For the listing that follows, give again exactly the lines from the one with "If you could spot the white fur" to the one with "If you could spot the baby's", including both.

• _SOURCE INFORMATION_:
---

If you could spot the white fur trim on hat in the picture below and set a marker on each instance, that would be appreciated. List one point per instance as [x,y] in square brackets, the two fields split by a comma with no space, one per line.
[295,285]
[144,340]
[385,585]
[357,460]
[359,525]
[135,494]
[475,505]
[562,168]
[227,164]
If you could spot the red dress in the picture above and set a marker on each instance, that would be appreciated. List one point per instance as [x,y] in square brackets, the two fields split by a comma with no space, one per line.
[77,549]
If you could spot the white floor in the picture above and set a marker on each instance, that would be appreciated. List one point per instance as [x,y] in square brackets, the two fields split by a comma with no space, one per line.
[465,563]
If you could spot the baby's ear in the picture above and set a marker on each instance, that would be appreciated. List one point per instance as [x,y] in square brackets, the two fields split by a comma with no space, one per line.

---

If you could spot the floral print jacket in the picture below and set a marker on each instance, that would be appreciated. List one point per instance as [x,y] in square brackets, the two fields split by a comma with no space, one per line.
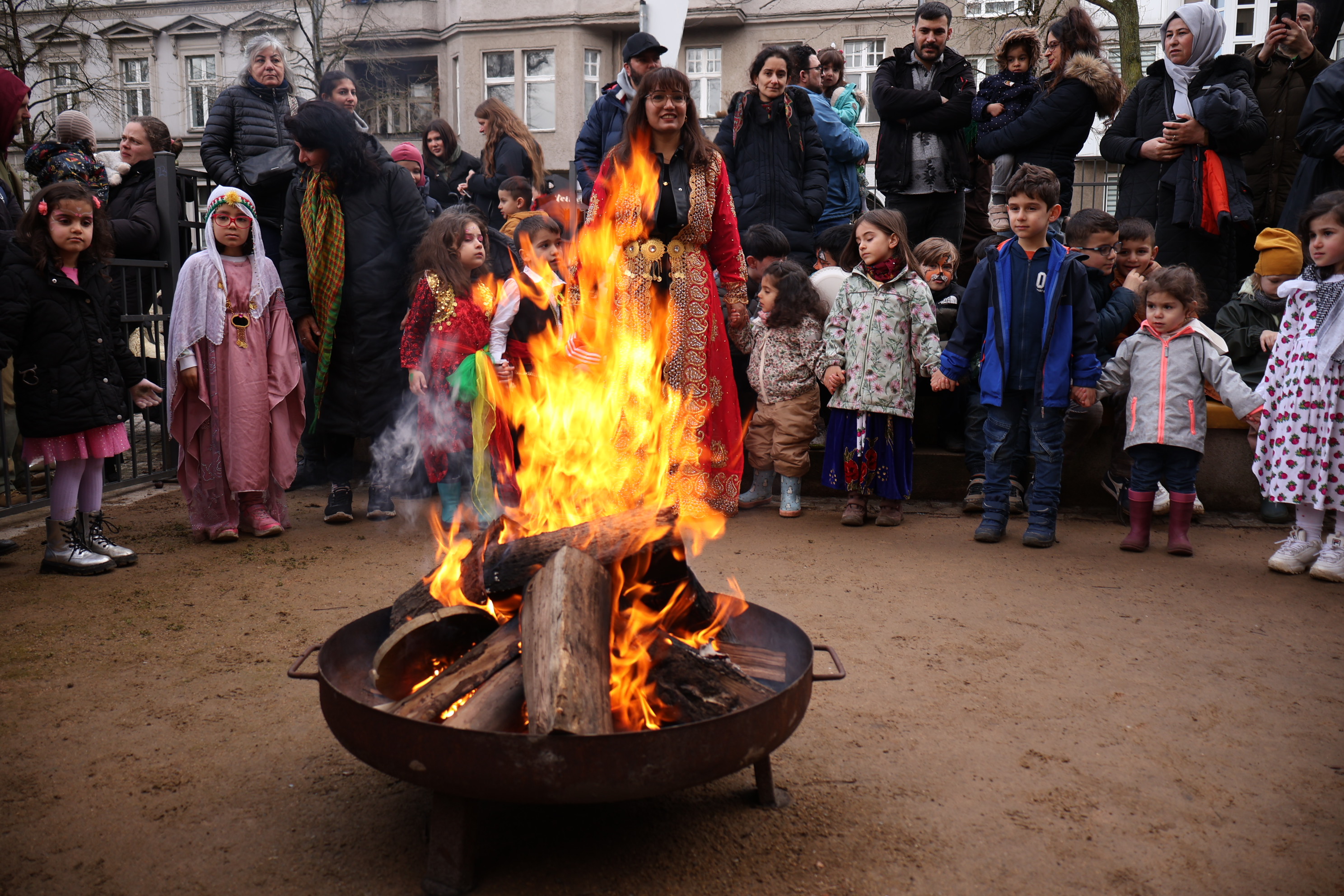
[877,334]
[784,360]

---

• _WORKED SOLUTION_:
If you could spot the white fur trim on hat in the picture below and set a marker on each instance, that would be appreciated. List one point per instance as [x,y] in square brackets, the two fields split by a comma with no space, one per line.
[295,285]
[144,340]
[385,585]
[357,460]
[359,525]
[135,494]
[475,505]
[562,168]
[227,164]
If you could spot the red dress in the picture above and set a marker on each instance, that would be appreciated. List one point per instance as [x,y] in square brackets, the two fields split by a comma with no space, one per line.
[77,549]
If you could spot the white floor in the picture above and set a marker on each instance, that would be appreciated. List one point per instance as [x,y] in square brackets, the two fields split by a comma with no space, one per line.
[465,563]
If you could spot the baby's ear in the picture above and set a marker on each instance, that would be appreciated. List one point per instance as [x,y] in square brackets, the two fields split by a comma with no space, one per line.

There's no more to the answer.